__READING TEXT__
►

Paul Connett, who will address a forum tonight, says Metro's plan to build six waste-to-energy plants are based on faulty science.
"The proponents' hype revolves around stories of magic machines, Connett said yesterday.
"They are incinerators in disguise. They convert solids into gases and then burn the gases. It leads to the same problems as incinerators," he said.
"They are not a closed loop where gases don't escape. There are tailpipes at the end, which emit pollutants."
Connett, one of the world's leading experts in waste management, is a professor emeritus at St. Lawrence University in Canton, N.Y.
He has travelled to 50 countries, 49 states and eight provinces in the past three decades to warn about the follies of waste-to-energy plants. He does not charge a fee.
He said the industry makes false claims of emitting zero dioxins (chemical compounds which accumulate in humans) and zero particulates (extremely small matter which penetrates lung tissue).

◄

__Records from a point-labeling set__
►

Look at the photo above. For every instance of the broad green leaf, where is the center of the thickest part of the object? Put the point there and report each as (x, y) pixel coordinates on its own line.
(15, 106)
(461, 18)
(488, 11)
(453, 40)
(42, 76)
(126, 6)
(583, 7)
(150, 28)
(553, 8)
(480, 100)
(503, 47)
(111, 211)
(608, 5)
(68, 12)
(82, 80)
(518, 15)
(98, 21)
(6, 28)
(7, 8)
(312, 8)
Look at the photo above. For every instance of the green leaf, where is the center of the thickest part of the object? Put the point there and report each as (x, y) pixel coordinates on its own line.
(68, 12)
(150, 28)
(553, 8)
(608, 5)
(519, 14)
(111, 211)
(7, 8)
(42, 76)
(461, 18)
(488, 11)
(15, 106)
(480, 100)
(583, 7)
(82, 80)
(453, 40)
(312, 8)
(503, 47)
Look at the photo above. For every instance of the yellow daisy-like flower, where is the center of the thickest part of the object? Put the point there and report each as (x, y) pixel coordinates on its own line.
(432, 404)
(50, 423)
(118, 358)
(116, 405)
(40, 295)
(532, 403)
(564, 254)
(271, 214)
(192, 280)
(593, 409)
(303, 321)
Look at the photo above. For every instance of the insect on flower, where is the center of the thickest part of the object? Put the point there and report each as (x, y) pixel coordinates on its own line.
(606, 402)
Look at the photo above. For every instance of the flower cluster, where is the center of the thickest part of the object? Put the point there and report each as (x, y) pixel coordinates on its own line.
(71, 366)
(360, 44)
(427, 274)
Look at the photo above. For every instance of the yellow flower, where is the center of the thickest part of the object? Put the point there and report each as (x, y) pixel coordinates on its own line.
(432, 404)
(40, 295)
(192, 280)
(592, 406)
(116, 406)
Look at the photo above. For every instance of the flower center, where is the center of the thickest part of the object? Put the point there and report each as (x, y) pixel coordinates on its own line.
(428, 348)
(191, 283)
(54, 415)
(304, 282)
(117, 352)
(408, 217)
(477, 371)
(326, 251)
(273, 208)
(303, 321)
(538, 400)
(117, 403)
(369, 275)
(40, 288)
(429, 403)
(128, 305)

◄

__WHAT TO WORK ON__
**1)** According to the article on waste-to-energy plants, at which university is Paul Connett a professor emeritus?
**2)** Retype the passage of the waste-to-energy article between "Paul Connett, who" and "in Canton, N.Y.", inclusive.
**3)** Write what comes next in the article on Paul Connett and waste-to-energy plants, picking up after its final sentence.
You can set the lines aside; none of them is needed.

__ANSWERS FOR THIS EXERCISE__
**1)** St. Lawrence University in Canton, N.Y.

**2)**
Paul Connett, who will address a forum tonight, says Metro's plan to build six waste-to-energy plants are based on faulty science.
"The proponents' hype revolves around stories of magic machines, Connett said yesterday.
"They are incinerators in disguise. They convert solids into gases and then burn the gases. It leads to the same problems as incinerators," he said.
"They are not a closed loop where gases don't escape. There are tailpipes at the end, which emit pollutants."
Connett, one of the world's leading experts in waste management, is a professor emeritus at St. Lawrence University in Canton, N.Y.

**3)**
"I predict there will be dramatic increases in asthma rates in the Fraser Valley if the plants are built," said Connett, adding the plants will cost up to $2 billion.
Metro Vancouver wants to build waste-to-energy facilities to dispose of the region's 3.6 million annual tonnes of garbage.
It says the plants are needed because its current landfill at Cache Creek will close in 2010.
Vancouver Coun. Suzanne Anton said the technology is a viable solution.
"There are miniscule emissions," she said. "They are not like the old incinerators pumping smoke through the Fraser Valley.
"New waste-to-energy facilities are light years different from the past. In Europe, they put them in the middle of their towns.
"The technologies out there seem to be working."
The Fraser Valley Regional District and University of the Fraser Valley are sponsoring tonight's forum. It runs from 7 to 9 p.m. at Abbotsford City Hall.
Tomorrow there's a forum in New Westminster ,7 p.m. at Knox Presbyterian Church hall, and on Wednesday there's one in Vancouver, 7 p.m. at the Coast Plaza Hotel, 1763 Comox St.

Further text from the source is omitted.